Por hacer -> Continúa el texto sobre la derrota de EE UU y la Otan en Afganistán, que aparece más abajo, a partir de su última oración.

Pasaje seleccionado ->
=-=-=
Estamos en presencia de otra derrota política y militar de EE UU y la Otan en Afganistán, seguida de una bochornosa retirada. Último acto de una salvaje invasión que ha dejado como saldo cientos de miles de muertos y varios millones de desplazados.
Funcionarios de la embajada de EE UU en Kabul temen un final similar al de Saigón en 1975, cuando a las 3 de la madrugada del 30 de abril el embajador Graham Martin escapó en helicóptero para salvar su vida.
Pero más allá de la historia previa de Afganistán, nos interesa detenernos en los motivos de la llegada de EE UU y el saldo geopolítico después de 20 años de intervención unilateral.
Finalizada la guerra fría, EE UU quedó dueño del mundo. En sus planes estaba desembarcar en Asia central, por su importancia geopolítica, y encontró en el terrorismo la excusa perfecta. Terrorismo que EE UU siempre estimuló y asistió para recurrir a sus servicios en distintos países. Así, el supuesto combate lo autoriza a intervenir en cualquier territorio, como en Medio Oriente y norte de África con la colaboración del financiamiento de las monarquías petroleras.
=-=-=
Datos guardados ->

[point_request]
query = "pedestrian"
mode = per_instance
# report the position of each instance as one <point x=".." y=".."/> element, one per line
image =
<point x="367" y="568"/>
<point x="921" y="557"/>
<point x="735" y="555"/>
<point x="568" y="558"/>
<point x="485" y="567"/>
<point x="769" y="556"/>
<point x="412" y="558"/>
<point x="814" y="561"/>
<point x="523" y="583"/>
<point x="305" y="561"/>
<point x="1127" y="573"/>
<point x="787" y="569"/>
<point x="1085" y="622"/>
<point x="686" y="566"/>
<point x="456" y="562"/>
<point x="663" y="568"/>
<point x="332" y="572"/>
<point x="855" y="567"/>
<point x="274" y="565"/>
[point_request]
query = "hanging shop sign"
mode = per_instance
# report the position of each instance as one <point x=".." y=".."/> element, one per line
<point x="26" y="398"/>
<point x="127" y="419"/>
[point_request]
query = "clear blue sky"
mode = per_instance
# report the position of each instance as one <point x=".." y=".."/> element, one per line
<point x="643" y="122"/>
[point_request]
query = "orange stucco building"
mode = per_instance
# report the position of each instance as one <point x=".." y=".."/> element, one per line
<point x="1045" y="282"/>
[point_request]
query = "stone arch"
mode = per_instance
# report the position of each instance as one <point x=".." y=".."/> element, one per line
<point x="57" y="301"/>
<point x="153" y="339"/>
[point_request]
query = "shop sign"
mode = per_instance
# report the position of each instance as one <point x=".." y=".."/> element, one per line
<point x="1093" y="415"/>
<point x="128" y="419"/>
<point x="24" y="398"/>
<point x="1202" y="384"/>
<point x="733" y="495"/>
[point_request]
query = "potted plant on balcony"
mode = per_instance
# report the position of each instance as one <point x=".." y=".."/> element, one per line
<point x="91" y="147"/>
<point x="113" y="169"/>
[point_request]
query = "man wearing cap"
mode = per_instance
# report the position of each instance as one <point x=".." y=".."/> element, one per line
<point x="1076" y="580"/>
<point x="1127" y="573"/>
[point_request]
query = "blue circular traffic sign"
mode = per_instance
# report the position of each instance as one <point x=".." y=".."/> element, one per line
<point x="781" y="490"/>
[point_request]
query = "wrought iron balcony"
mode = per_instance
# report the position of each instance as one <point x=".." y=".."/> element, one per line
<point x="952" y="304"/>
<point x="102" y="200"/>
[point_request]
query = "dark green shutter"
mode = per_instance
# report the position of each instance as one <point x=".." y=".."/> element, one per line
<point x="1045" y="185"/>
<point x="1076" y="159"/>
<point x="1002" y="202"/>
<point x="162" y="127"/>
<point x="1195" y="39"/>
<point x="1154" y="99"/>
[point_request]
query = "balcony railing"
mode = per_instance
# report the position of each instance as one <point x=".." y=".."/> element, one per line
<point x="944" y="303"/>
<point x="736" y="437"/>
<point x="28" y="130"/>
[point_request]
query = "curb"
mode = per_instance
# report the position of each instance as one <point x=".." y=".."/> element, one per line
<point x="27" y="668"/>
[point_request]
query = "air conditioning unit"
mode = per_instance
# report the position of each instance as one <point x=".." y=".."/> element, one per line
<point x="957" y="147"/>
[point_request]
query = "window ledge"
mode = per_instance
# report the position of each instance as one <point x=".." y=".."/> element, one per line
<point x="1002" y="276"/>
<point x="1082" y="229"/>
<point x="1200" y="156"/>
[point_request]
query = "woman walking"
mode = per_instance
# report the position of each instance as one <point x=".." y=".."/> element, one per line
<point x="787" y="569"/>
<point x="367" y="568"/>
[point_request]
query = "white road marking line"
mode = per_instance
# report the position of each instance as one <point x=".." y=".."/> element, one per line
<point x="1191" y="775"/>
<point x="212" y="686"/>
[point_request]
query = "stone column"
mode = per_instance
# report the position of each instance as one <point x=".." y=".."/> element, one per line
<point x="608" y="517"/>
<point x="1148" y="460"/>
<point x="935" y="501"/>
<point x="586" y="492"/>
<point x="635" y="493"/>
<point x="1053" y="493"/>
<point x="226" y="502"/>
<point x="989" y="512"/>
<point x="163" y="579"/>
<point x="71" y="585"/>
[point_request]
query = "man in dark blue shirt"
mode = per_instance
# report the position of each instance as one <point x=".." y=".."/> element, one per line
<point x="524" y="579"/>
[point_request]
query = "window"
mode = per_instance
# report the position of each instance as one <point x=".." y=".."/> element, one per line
=-=-=
Respuesta ->
¿Qué buscaba EE UU en la región?
1) Aplicar la teoría de la guerra sin fin o caos permanente de Donald Rumsfeld, exsecretario de Estado, y el almirante Arthur Cebrowski, que conllevaba la destrucción y atomización de los Estados nacionales. Lo consiguieron, sobre todo, en Afganistán, Irak y Libia.
2) Elevar la producción de opio y heroína; controlar su flujo a EE UU, Europa y Rusia; multiplicar la ganancia de los bancos lavadores de dinero del narcotráfico instalados en Wall Street y Londres; financiar movimientos terroristas como lo habían hecho con los contras nicaragüenses entre 1979/89. 3) Entre los ganadores no podían faltar las grandes empresas proveedoras de armas Lockheed Martin, Boeing y Raython, entre otras.
4) Beneficiar a las empresas estadounidenses vinculadas al gas y el petróleo que explotan esos combustibles del Mar Caspio y lo trasladan a Europa por el corredor afgano.
5) Amenazar a una Rusia poco confiable, que a partir del nuevo siglo se convirtió nuevamente en enemigo.
6) Desde esa posición, controlar a Irán, presionar a las exrepúblicas soviéticas y entrenar terroristas para introducirlos en la provincia China de Xinjiang, donde cuenta con población musulmana de la etnia uigur.
7) Dificultar todas las iniciativas de desarrollo e integración de China como la Nueva Ruta de la seda.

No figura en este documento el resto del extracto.